**The task**
Can you repeat every one of the records below word for word, leaving the pictures out of your answer?

**Stored rows**
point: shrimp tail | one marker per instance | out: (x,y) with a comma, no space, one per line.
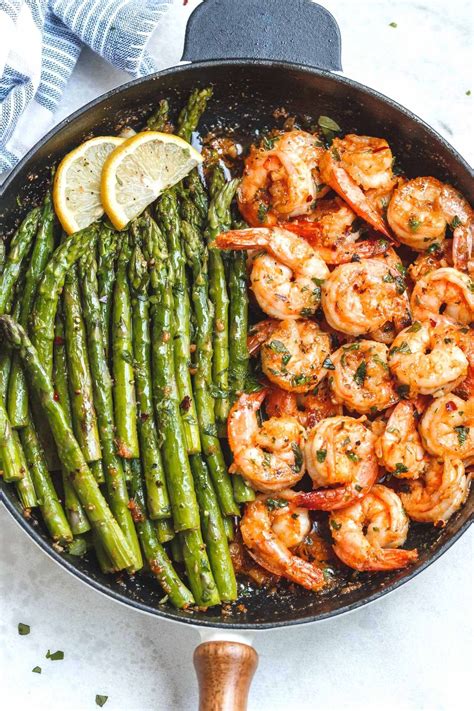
(378,559)
(343,185)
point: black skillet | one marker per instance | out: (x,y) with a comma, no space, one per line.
(258,55)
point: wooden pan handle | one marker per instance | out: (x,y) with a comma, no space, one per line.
(224,671)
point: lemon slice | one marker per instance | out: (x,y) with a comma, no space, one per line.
(139,170)
(76,192)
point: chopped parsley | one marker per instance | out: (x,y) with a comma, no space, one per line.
(321,455)
(273,504)
(298,456)
(462,433)
(402,348)
(328,364)
(328,123)
(361,374)
(262,212)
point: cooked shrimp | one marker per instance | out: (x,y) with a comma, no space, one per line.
(439,493)
(286,279)
(422,208)
(424,364)
(270,528)
(399,447)
(339,450)
(447,428)
(427,262)
(463,337)
(259,333)
(366,296)
(293,356)
(368,534)
(281,181)
(354,165)
(308,408)
(329,228)
(270,456)
(447,292)
(361,379)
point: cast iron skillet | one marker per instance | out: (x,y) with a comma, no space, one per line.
(246,93)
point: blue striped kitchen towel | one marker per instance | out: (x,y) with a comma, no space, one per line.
(40,42)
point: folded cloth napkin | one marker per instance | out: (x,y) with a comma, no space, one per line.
(40,42)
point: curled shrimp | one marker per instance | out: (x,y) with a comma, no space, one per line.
(339,451)
(439,493)
(308,408)
(329,228)
(270,529)
(427,262)
(361,379)
(354,165)
(447,428)
(424,364)
(293,356)
(445,292)
(280,181)
(363,297)
(271,455)
(422,208)
(367,535)
(399,447)
(286,279)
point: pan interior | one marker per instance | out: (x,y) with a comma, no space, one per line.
(246,96)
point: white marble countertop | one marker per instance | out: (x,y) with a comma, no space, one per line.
(410,650)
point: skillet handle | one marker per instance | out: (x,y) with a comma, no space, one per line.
(224,671)
(299,31)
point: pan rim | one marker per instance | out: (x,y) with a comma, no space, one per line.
(172,615)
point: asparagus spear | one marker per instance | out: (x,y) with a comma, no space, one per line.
(19,247)
(214,531)
(164,530)
(69,450)
(219,220)
(106,253)
(17,399)
(113,469)
(159,120)
(189,117)
(165,395)
(198,569)
(167,211)
(48,502)
(49,289)
(202,380)
(157,495)
(74,511)
(84,418)
(154,553)
(122,359)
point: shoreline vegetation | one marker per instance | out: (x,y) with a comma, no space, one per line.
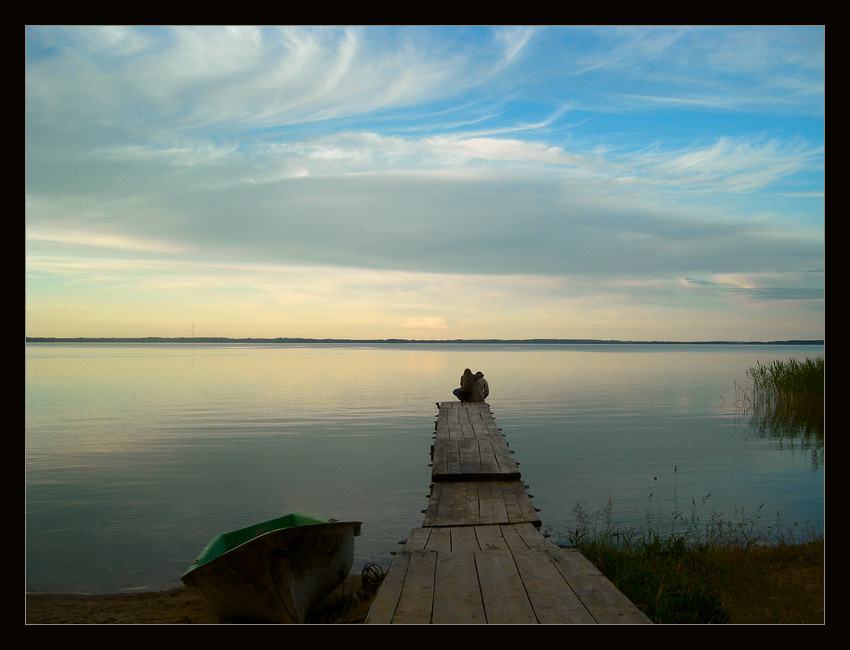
(680,570)
(280,339)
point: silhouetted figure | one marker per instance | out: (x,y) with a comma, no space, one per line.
(473,387)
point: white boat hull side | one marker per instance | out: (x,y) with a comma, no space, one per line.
(279,576)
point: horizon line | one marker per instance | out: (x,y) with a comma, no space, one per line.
(296,339)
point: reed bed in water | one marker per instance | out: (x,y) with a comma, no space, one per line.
(786,397)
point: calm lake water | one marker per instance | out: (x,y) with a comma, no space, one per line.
(137,455)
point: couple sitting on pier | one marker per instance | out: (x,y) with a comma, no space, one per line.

**Answer to the task**
point: shrimp tail | one marker per instance | out: (x,y) with a comma, no space, one per line.
(378,559)
(343,185)
point: black skillet | one marker per instance | out: (x,y) with a comma, no space, one per line.
(258,55)
point: wooden pan handle | one marker per instance | out: (x,y) with a comma, no space, one per line.
(224,671)
point: lemon slice | one marker per instance | out: (x,y) with a comma, no space, one per line.
(139,170)
(76,192)
point: chopped parsley | one marker per instance | out: (x,y) with a comma, no space, one per line.
(321,455)
(273,504)
(298,456)
(462,433)
(402,348)
(328,364)
(328,123)
(361,374)
(262,212)
point: cooked shrimp | one marker per instance | out: (x,y) with a comma, no space, one per line.
(439,493)
(286,279)
(422,208)
(424,364)
(270,528)
(399,447)
(339,450)
(447,428)
(427,262)
(463,337)
(259,333)
(366,296)
(293,356)
(368,534)
(281,181)
(354,165)
(308,408)
(329,228)
(270,456)
(447,292)
(361,379)
point: cast iron skillet | one marker per instance | out: (x,y) with a comma, no space, one per line.
(246,93)
point: blue striped kitchen towel | one marker per instance | out: (x,y) with a comma, no space, one per line.
(40,42)
point: folded cloth napkin | one marker per instance | out: (x,y) with a comma, no space, one per line.
(40,42)
point: curled shrimp | one marker per instance | out: (x,y) with a comma, no space, one per line.
(339,451)
(439,493)
(308,408)
(329,228)
(270,529)
(427,262)
(361,379)
(354,165)
(447,428)
(424,364)
(293,356)
(445,292)
(280,181)
(363,297)
(271,455)
(422,208)
(367,535)
(399,447)
(286,279)
point: pan interior | one marker per instance | out: (x,y) with a comma, no space, one per line.
(246,96)
point: white marble countertop | one marker per instance | out: (x,y) with a comma, no space, one per line.
(410,650)
point: skillet handle | one marker per instance | out: (x,y) with a comma, no space, one per line.
(224,671)
(299,31)
point: pan rim | one marker per instance | out: (x,y) with a comma, no space, one per line.
(172,615)
point: asparagus spear | one marker per instance | out: (x,y) with a comma, no space, one per line.
(19,247)
(214,531)
(164,530)
(69,450)
(219,220)
(106,253)
(17,399)
(113,469)
(159,120)
(189,117)
(165,395)
(198,569)
(167,211)
(48,502)
(49,289)
(202,380)
(157,495)
(74,511)
(84,418)
(154,553)
(122,359)
point: shoreline vegetation | one marker per instance | out: (x,y) with a comma, no space, one per line.
(680,570)
(280,339)
point: silhouetted figure | one marker per instance | out: (x,y) with a comma, no space, one per line.
(473,387)
point: white boat hull side | one marker per instance | out: (x,y) with a comma, no space, one per line.
(279,576)
point: horizon line | one marker per instance | out: (x,y) with a comma, no space, one per line.
(296,339)
point: reed bed in water | one marker per instance | out: (x,y) with a comma, no space, one per line.
(786,397)
point: calm lake water | one marker per instance | out: (x,y) with a comma, no space, one per line.
(137,455)
point: couple sitting on pier | one marker per instance | out: (x,y) with a comma, no space, one per line.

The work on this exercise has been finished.